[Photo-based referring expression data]

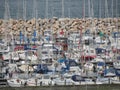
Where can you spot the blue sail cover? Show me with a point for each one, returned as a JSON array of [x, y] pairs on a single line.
[[34, 33]]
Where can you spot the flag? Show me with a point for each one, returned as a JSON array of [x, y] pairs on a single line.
[[61, 32]]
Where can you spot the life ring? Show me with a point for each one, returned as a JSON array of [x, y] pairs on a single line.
[[18, 80]]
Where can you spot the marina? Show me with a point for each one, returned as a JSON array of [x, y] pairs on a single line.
[[59, 53]]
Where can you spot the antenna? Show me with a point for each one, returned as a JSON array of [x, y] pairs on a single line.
[[46, 8]]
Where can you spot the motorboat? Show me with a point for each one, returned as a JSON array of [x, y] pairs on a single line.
[[16, 82]]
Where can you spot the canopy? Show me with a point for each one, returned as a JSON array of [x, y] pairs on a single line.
[[26, 68]]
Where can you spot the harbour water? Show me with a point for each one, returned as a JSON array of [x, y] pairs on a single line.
[[72, 8], [86, 87]]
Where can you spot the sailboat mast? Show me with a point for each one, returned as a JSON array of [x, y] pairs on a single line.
[[46, 9], [62, 8]]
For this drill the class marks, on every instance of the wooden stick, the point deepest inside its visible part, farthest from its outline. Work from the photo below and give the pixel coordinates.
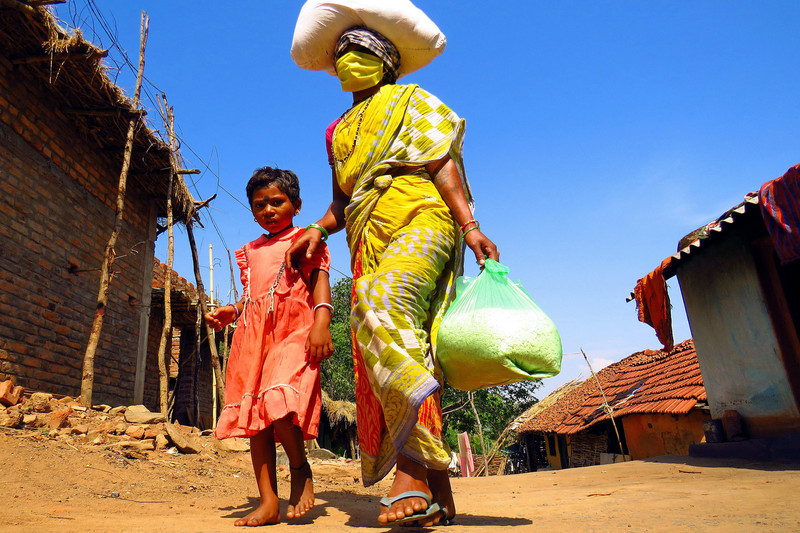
(166, 332)
(87, 380)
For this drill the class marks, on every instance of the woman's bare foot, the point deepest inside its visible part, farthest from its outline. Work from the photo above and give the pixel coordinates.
(409, 476)
(266, 513)
(301, 498)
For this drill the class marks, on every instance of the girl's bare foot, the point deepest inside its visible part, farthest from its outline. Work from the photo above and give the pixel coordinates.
(301, 499)
(409, 476)
(266, 513)
(439, 483)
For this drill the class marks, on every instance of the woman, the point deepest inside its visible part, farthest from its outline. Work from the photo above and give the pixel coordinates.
(400, 192)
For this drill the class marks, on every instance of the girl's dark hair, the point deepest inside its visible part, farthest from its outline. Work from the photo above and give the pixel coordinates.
(285, 180)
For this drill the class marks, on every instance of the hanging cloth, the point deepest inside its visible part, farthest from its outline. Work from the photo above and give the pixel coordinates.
(652, 304)
(780, 206)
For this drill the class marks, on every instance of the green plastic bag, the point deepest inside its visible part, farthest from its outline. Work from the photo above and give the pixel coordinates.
(494, 334)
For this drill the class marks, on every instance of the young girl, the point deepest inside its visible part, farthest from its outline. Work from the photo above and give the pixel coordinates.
(273, 381)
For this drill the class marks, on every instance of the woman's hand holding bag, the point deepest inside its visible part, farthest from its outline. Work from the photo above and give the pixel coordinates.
(494, 334)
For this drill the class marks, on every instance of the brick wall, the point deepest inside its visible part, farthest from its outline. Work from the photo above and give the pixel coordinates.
(585, 449)
(57, 193)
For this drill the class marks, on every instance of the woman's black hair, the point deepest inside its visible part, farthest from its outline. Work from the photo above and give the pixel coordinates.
(285, 180)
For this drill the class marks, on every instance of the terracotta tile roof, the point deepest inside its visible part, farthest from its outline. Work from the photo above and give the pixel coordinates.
(645, 382)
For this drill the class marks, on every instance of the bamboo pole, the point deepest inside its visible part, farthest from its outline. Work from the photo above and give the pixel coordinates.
(212, 339)
(201, 303)
(480, 432)
(166, 332)
(608, 409)
(226, 346)
(87, 379)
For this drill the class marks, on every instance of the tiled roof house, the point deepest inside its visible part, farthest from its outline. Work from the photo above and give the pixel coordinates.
(658, 402)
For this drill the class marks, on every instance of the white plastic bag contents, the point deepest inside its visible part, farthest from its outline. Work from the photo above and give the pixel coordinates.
(320, 24)
(494, 334)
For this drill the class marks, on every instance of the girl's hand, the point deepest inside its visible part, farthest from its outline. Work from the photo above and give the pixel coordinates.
(305, 244)
(319, 344)
(220, 317)
(482, 246)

ABOUT THIS TASK: Print the records above word for word, omitting any picture they contain.

THE COMPLETED TASK:
Where can you spot the blue sail cover? Show me with a point for each one, returned as a JSON array of [x, y] pairs on a single line.
[[34, 33]]
Where can you spot the flag? Show me with a point for each one, returned as a JSON array of [x, y] pairs on a single line.
[[61, 32]]
Where can you spot the life ring? Show me with a point for each one, returned as a JSON array of [x, y] pairs on a single line.
[[18, 80]]
Where can you spot the marina? Show me with a point for each one, returned as a JSON array of [x, y] pairs on a single line.
[[59, 53]]
Where can you spot the antenna? Show me with a point for each one, returned as a JSON array of [x, y] pairs on a single line.
[[46, 8]]
Where can you spot the motorboat? Show me with a point for each one, returned as a JSON array of [x, y] pairs on a single line.
[[16, 82]]
Where can you spot the canopy? Show me with a point for each one, returned as a JSON array of [x, y] pairs on a single line.
[[26, 68]]
Where can you spot the harbour water? Show me with a point for each one, returned as a JSON array of [x, y] pairs on a single line.
[[72, 8], [86, 87]]
Where can you spot the sailboat mast? Show me with a point for each one, returned as a JSON array of [x, y] pairs on a single line.
[[46, 9], [62, 8]]
For this drill the class marks, on every instance of the wooden stick, the point deepest inside its visible part, farthest from its outline. Work from the photo below and give the pixel coordinates.
(166, 332)
(87, 380)
For this drill the class marks, on every instance of the woman's bare foot, the point deepest inside its visible part, farthest from its outline. Work from the photo above and give the pixel coordinates.
(409, 476)
(266, 513)
(301, 498)
For this drill the class marks, on every instance of the girl's bare foot, the point deepest inside its visible part, farthest from its outline. Work from the photo above and give the pixel coordinates.
(301, 499)
(409, 476)
(266, 513)
(439, 483)
For this drill the class marks, on every instance of the woman, the point deepest inside its visible part, farthest from its outline. Work from the photo above and give the pixel coordinates.
(400, 192)
For this drill the class marks, on every instance of the girl's dark hair, the point deepest inside its visible part, farthest from its outline. Work from the photo above and give the pixel coordinates.
(285, 180)
For this drill the class marks, on every instance of the hanging cloth, the point deepest inside its visible part, farthest from its outline. Work from the photo above and give the pixel coordinates.
(652, 304)
(780, 206)
For this drill the class marks, on every instance of the green plastic bag, the point deepest inside its visible part, farthest from its outline. Work from the photo above and give the pixel coordinates.
(494, 334)
For this drill the class marks, on every instance of the young girl, the point deepest inside its visible part, farthest from its outline. Work from the photo above and give the pixel coordinates.
(273, 381)
For this drill the class marks, on every instance of the woman's hand holding bag, the point deepest inside its visible part, farthest from its outline. Work from the photo above and give the pixel coordinates.
(494, 334)
For this drill the class marks, on every instance of the brick wall, the point deepest inside its visible part, farthest from its outline. Work from the photo above and give the pixel coordinates.
(585, 449)
(57, 193)
For this drill the class marks, on every instance of the woman's black hair, the point deepest inside its visible part, farthest from its outline. Work from the photo above and give the pixel coordinates.
(285, 180)
For this drill the class marks, on every instance of the terracotta tile roof, the point deepest inside its visible part, farthest from its outline. Work from the photo above and give the pixel coordinates.
(645, 382)
For this drill the class marks, on every instance of the bamboo pole, the point deepest inside its visible part, farthest from its outline. Work from the photo above and give the pixel coordinates.
(212, 339)
(201, 303)
(480, 432)
(166, 332)
(608, 409)
(226, 346)
(87, 379)
For this drill the class marks, on every instance of the tiled roof house, the point deepest inside its visible part, farthest from its outline. Work from the photo above and give the pixel coordinates.
(658, 402)
For this drill the class marks, on every instance of the white plastic bag contents, the point deepest inside its visible part, farthest from its outline. Work from the photo above and give the pixel coordinates.
(320, 24)
(494, 334)
For this drill the class marks, on every instance of the girl's hand, the point deepest inside its visible part, farthest from its outline. Work from the photo above and give the pixel coordinates.
(305, 244)
(319, 344)
(220, 317)
(482, 246)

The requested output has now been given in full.